(Goal 1):
Decide whether each statement agrees with the passage on working with others on a proposal, answering yes or no and quoting the words of the passage that settle it: (a) working with other people on a proposal can be like herding cats; (b) creating a proposal is hard; (c) people always tell you when there is an issue.
(Goal 2):
Reproduce the passage on working with others on a proposal word for word, beginning at the words "How good you are at resolving issues involving other people is" and stopping after "like herding cats.".

(Provided text):
▼

Creating a proposal is easy. Working with other people is hard. Combine the two and you’ve got trouble.
A big part of the problem is that other people have opinions. They have their own ways of doing things. When you’re trying to do your proposal a certain way or say things in a certain way, it often doesn't work out that way when other people are involved.
It would be great if you could just tell them how you want things done and have them do it that way. Unfortunately, other people don’t work that way.
How good you are at resolving issues involving other people is a major determinant of the success of your proposal.
You need those other people. But they are such a pain. Working with other people on a proposal can be like herding cats.
How good you are at resolving issues involving other people has three components:
Inspiration, authority, and personality all play a part. But you can make a huge difference just by focusing on tangible things and building them into your proposal process.
How well you surface the issues. When working with other people, they may not even tell you there’s an issue. Maybe they’re avoiding conflict. Maybe they don’t even realize it. But what they’re not doing is what you think they should. That’s an issue. And if you don't surface the issue, it will come up when it’s too late, or it will keep coming back.

▲

(Dataset excerpt):
▼

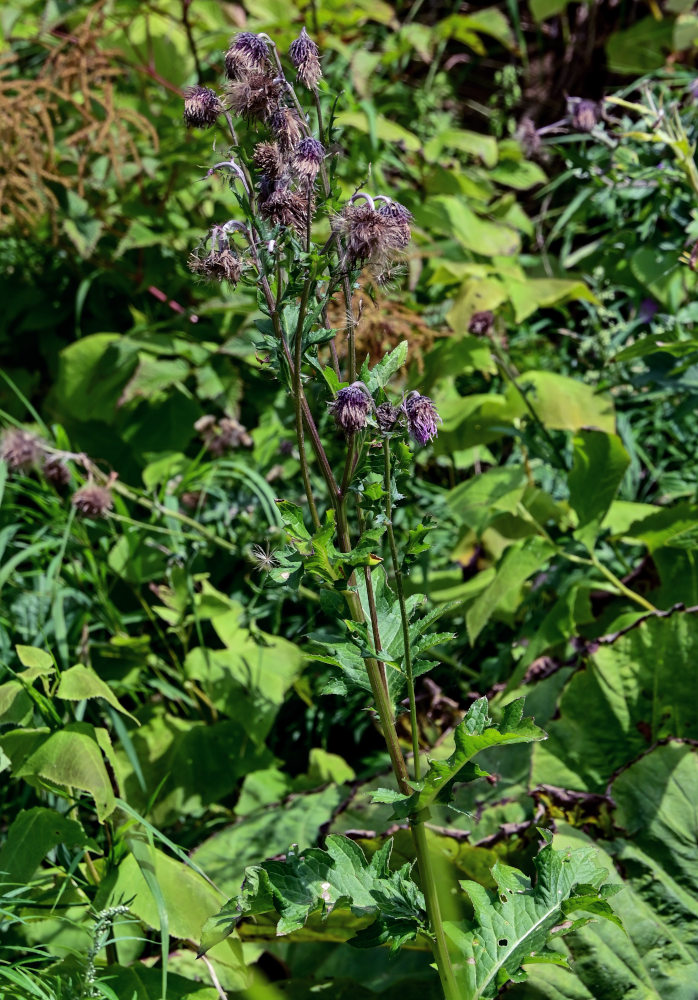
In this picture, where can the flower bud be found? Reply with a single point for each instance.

▲

(Reply 1):
(a) Yes: "Working with other people on a proposal can be like herding cats."
(b) No: "Creating a proposal is easy."
(c) No: "When working with other people, they may not even tell you there’s an issue."

(Reply 2):
How good you are at resolving issues involving other people is a major determinant of the success of your proposal.
You need those other people. But they are such a pain. Working with other people on a proposal can be like herding cats.